[[ Text provided, beginning ]]

British report suggests SUVs are the new smoking
Environmental campaigners plan to target big four-wheel-drives, claiming there are parallels between driving a fuel-guzzler and smoking.
An environmental campaign in the UK is calling for a ban on SUV advertising, claiming it will reduce the effect of climate change while making streets less congested and safer for pedestrians.
“Badvertising”, a push by the New Weather Institute and Possible, a climate charity, said advertising for large passenger vehicles and the “dirtiest third” of new cars should end.
The report suggests “parallels between smoking and advertising climate-damaging activities like driving gas-guzzlers are, if not exact, oddly close”. In the same way Phillip Morris’ “Marlboro Man” used rugged outdoor imagery to sell cigarettes more likely to be smoked in densely populated areas, Badvertising suggests four-wheel-drives sold as getaway vehicles for adventurers are more likely to be found on the school run.
Robbie Gillett, campaigner at Possible, said aggressive marketing of SUVs worked against efforts to combat climate change.
“Their misleading ads promise us freedom and escape — but the reality of urban road conditions is grinding traffic jams, toxic air pollution and spiralling carbon emissions from road transport that will trash our climate goals,” he said.
“Let’s create space to breathe and space to think — free from the advertising pressures of big polluters.”
Andrew Sims, co-director of the New Weather Institute said “promoting the biggest, worst emitting SUVs is like upselling pollution, and we need to stop”.
“In a climate emergency when we need to make the places where we live more people friendly, SUVs are in the way of progress,” he said.
Broadcast tobacco ads were banned in Australia in 1976, followed by all other tobacco advertising in 1992. Badvertising recommends a similar approach for large vehicles, particularly SUVs.
The report triggered debate in British media. Automotive industry representatives told the BBC that SUVs were more efficient than ever, and that hybrid and electric options were becoming increasingly common. A marketing expert said an advertising ban would not change buyer habits.
Passenger cars such as sedans and hatchbacks are outsold by SUVs in Australia.
The Federal Chamber of Automotive Industries has introduced a voluntary code aimed at improving carbon emissions by an average of 4 per cent per year until 2030. National Transport Commission data shows passenger and SUV emissions reduced by 0.3 per cent last year, while emissions from light commercial vehicles (such as the Toyota HiLux) rose by 0.7 per cent.

[[ Text provided, end ]]
[[ Information provided, beginning ]]

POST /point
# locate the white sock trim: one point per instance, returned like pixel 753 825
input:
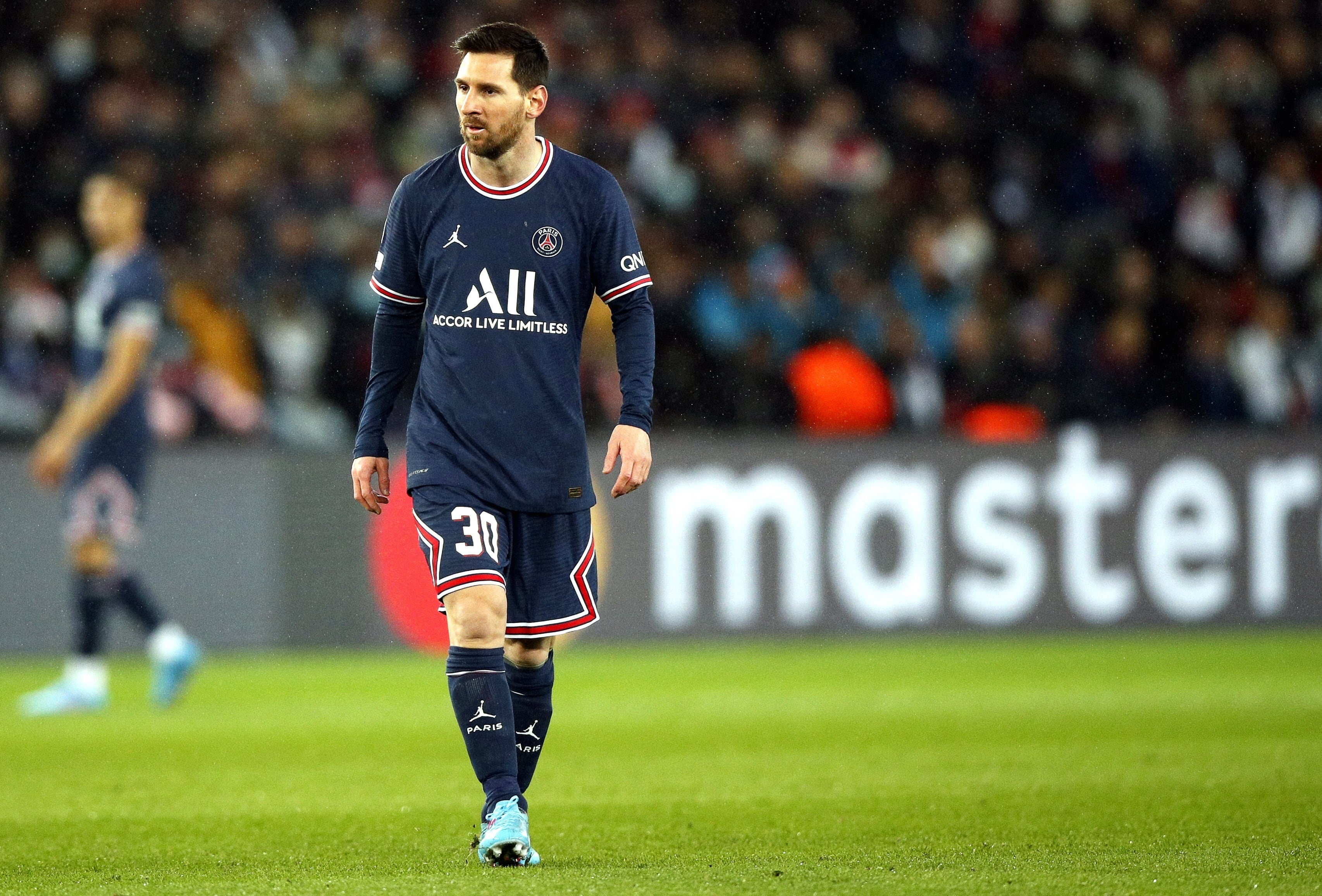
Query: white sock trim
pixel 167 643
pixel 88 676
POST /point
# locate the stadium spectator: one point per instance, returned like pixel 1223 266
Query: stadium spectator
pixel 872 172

[[ Information provided, end ]]

Required work:
**1.** According to the SUV article, in what year did Australia ban broadcast tobacco ads?
**2.** Reproduce the part of the SUV article between "British report suggests" and "fuel-guzzler and smoking.", inclusive.

Outputs in order:
**1.** 1976

**2.**
British report suggests SUVs are the new smoking
Environmental campaigners plan to target big four-wheel-drives, claiming there are parallels between driving a fuel-guzzler and smoking.